**Your task**
Pull out every line in the entries below that contains the word "Query", and copy each one unchanged.

**Extracted material**
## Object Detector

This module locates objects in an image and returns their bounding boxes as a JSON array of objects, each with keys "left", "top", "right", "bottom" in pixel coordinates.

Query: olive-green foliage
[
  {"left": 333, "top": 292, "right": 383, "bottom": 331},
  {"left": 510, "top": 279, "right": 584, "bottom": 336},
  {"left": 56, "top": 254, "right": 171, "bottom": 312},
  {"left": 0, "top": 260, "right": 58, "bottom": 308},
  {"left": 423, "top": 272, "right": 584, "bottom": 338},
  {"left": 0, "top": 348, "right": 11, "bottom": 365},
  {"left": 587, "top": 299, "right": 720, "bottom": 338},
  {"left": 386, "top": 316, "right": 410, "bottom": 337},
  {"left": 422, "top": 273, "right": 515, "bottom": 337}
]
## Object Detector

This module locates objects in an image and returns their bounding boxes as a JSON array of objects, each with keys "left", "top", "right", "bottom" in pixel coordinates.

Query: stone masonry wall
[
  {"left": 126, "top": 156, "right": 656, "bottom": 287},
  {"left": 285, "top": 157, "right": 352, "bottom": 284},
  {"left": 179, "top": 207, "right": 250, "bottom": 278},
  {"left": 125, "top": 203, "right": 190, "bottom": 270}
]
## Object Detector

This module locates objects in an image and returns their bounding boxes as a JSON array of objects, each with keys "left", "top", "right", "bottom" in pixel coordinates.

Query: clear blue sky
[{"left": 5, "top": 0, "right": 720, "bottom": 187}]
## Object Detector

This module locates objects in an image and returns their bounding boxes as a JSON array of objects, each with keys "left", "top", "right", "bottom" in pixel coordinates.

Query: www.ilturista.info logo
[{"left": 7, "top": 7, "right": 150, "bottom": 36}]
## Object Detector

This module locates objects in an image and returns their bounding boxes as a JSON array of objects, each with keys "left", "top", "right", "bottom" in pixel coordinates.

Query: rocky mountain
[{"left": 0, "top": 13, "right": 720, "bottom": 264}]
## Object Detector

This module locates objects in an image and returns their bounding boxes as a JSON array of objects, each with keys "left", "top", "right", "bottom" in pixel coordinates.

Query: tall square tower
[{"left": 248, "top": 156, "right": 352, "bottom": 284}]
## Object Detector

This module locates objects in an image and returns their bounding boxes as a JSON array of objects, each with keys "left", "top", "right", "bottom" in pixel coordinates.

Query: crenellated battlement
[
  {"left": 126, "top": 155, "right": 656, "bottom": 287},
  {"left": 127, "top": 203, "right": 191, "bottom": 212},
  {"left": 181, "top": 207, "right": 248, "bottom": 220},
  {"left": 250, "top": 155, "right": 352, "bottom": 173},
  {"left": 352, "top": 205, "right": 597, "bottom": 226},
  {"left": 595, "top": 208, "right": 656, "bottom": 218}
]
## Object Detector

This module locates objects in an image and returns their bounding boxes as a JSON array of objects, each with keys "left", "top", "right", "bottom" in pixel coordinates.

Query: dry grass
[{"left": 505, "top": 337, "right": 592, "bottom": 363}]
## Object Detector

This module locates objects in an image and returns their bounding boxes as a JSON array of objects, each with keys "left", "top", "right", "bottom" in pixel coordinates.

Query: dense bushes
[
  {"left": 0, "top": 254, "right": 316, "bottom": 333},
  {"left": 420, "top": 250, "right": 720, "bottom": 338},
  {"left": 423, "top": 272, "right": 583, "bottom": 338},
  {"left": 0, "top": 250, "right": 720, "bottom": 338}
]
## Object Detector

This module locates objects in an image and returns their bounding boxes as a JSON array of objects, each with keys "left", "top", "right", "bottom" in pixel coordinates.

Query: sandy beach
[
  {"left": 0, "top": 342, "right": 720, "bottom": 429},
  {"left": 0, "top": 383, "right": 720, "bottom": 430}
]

**Expected answer**
Query: olive-green foliage
Query: stone masonry wall
Query: clear blue sky
Query: www.ilturista.info logo
Query: rocky mountain
Query: tall square tower
Query: crenellated battlement
Query: dry grass
Query: dense bushes
Query: sandy beach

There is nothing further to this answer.